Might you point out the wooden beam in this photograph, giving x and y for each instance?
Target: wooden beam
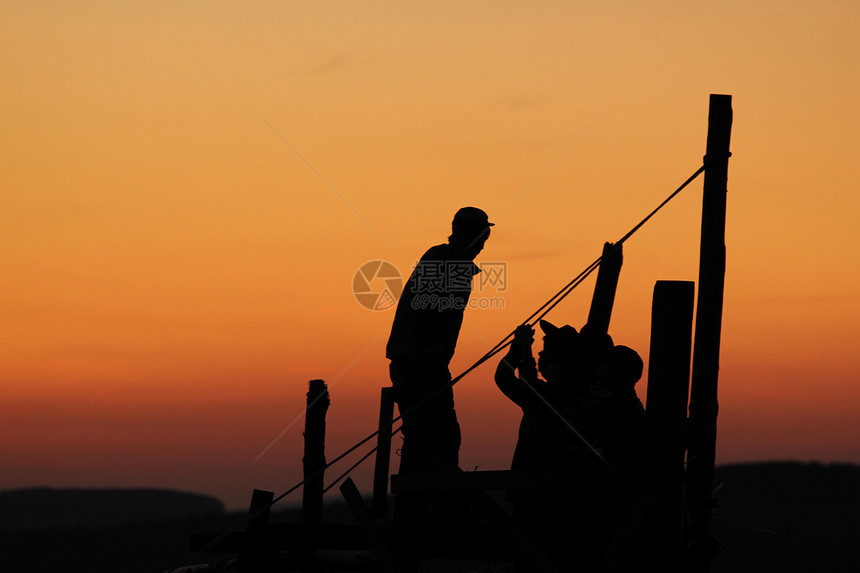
(604, 288)
(537, 559)
(534, 479)
(379, 505)
(709, 311)
(314, 455)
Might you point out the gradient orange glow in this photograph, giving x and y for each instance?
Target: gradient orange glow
(175, 272)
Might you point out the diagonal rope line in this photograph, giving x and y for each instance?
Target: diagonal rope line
(505, 342)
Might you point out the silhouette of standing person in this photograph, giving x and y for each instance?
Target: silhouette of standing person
(422, 342)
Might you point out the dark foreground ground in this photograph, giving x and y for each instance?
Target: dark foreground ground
(71, 532)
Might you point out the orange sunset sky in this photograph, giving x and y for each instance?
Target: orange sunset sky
(189, 187)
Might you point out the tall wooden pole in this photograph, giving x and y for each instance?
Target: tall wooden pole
(314, 458)
(709, 311)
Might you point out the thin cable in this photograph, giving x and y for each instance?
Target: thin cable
(787, 538)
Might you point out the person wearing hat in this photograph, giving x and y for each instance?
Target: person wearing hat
(422, 342)
(549, 404)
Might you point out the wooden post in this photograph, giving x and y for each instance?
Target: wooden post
(362, 515)
(709, 311)
(669, 370)
(666, 414)
(605, 287)
(379, 505)
(314, 457)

++++++++++

ASSIGNMENT —
What must be returned is a bare number, the count of lines in the entries holding the string "photograph".

RESPONSE TO THIS EXERCISE —
10